Input material
>>>

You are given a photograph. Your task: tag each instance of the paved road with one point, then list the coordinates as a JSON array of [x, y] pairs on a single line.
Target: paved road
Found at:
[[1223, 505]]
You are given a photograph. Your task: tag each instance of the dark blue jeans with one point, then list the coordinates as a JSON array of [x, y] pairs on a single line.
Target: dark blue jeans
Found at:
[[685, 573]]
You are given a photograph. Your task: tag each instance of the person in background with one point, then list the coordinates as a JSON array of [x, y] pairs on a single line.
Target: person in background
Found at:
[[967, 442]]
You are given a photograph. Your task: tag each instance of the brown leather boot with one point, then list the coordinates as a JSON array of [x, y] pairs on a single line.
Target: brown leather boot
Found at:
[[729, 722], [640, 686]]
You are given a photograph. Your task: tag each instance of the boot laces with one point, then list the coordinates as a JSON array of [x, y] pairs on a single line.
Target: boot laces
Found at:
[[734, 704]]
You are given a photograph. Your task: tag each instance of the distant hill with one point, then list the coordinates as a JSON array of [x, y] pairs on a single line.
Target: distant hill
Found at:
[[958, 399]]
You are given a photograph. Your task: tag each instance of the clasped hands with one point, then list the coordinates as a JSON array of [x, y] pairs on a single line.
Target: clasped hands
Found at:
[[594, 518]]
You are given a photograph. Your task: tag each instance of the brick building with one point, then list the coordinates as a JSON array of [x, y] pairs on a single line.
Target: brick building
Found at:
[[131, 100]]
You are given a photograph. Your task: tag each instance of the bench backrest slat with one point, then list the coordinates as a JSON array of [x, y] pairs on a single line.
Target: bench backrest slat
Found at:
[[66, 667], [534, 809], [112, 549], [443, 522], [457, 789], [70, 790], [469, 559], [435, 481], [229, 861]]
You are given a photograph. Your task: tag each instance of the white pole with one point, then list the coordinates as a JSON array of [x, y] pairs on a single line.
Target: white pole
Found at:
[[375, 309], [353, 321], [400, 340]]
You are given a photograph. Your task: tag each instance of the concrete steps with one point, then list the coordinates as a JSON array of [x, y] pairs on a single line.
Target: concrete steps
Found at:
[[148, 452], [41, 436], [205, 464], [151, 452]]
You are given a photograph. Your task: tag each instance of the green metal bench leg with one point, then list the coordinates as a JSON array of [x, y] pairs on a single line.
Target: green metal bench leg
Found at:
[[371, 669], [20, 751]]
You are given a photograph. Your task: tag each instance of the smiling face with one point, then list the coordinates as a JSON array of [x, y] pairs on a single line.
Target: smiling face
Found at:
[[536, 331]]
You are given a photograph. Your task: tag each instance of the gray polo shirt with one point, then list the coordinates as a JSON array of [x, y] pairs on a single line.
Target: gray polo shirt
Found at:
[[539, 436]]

<<<

Problem requirements
All of the records above are to be set down again exactly.

Answer space
You are given a photograph. Your task: tag each instance of the paved road with one point, then list the coordinates as a JSON array of [x, y] pairs on a single line.
Target: paved road
Found at:
[[1223, 505]]
You are given a photograph. Your task: tag each instance of the dark blue jeans with one point, then list the coordinates as a JSON array of [x, y] pairs on a single line.
Target: dark blue jeans
Found at:
[[685, 573]]
You are given a photograph. Your task: tag each instance of the person in background with one point, then list the coordinates as a JSON array of [x, y] pairs on a single line.
Target: person in background
Found at:
[[967, 442]]
You are given a photograph. Your task: tag each instance of the brown leather boot with one point, then list the coordinates as a JSON array of [x, y] pairs on a single line.
Target: brown leather boot
Found at:
[[729, 722], [640, 686]]
You are given a photograph. Your task: tag each instance of the boot laces with one point, then list the coordinates as a JSON array of [x, y] pairs on a single line.
Target: boot laces
Found at:
[[734, 704]]
You are given a photograph. Your task: tag each instance of the distant hill with one point, then list the coordinates as a JSON array of [x, y] pairs on a single line.
Target: distant hill
Found at:
[[958, 399]]
You are given a photograph. Your task: tag each instance of the clasped hands with one point, then list the coordinates as a JSON array of [x, y] pairs on a single line.
Target: clasped hands
Found at:
[[594, 518]]
You are given a photograph. Your task: tag each instance of the brick building with one point, then list the coordinates as a JSON array of [x, y] pairs on a single line.
Target: brick building
Found at:
[[131, 100]]
You are given a photograph. Your task: tag each instance of the bench backrest slat with one point, then list the coordinates as a JSON array of [x, y] pairs on a single line.
Target: bench backrest slat
Found at:
[[66, 667], [534, 809], [112, 549], [443, 522], [457, 789], [70, 790], [469, 559], [435, 481], [229, 861]]
You are given a photograph. Your task: tag each instance of the white pole with one point, then list the coordinates as a JSON array of [x, y] pairs on a single line.
Target: white pole
Found at:
[[375, 309], [353, 321], [400, 340]]
You are given a photograph. Your task: tag each instance of the concrete steps with one point, then list the coordinates as a JSON array of [x, y] pairs on a single line.
Target: concrete steps
Found at:
[[148, 452], [41, 436], [205, 464], [151, 452]]
You are given a photograph. Your task: tag each instance of the green metal bench leg with one point, then list the coordinates as a JSON array of [x, y] pairs on a single line.
Target: green metal bench leg
Found at:
[[371, 669], [20, 751]]
You are given a photograph. Your task: tag each instance of the smiling face with one point, then list the coordinates as a JSON array of [x, y] pairs on a single line.
Target: smiling face
Found at:
[[536, 331]]
You are given a photograph. Your task: tag each instance of the gray polo shirt with one point, then list the coordinates as a JSON array of [x, y] pairs on a single line.
Target: gray polo shirt
Found at:
[[539, 436]]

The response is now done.